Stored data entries
>>>
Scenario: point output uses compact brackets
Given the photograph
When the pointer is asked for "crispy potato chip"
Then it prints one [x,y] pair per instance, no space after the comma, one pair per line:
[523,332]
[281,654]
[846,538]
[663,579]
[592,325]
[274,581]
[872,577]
<<<
Exercise » Repeat each record word for word. Do not leave any out.

Problem solution »
Scenario: point output uses compact brackets
Given the photograph
When the pointer is asked for "crispy potato chip"
Then it prints one [x,y] pair per instance, no space after the comma, one pair per line:
[523,332]
[281,654]
[846,538]
[663,579]
[592,325]
[274,581]
[872,577]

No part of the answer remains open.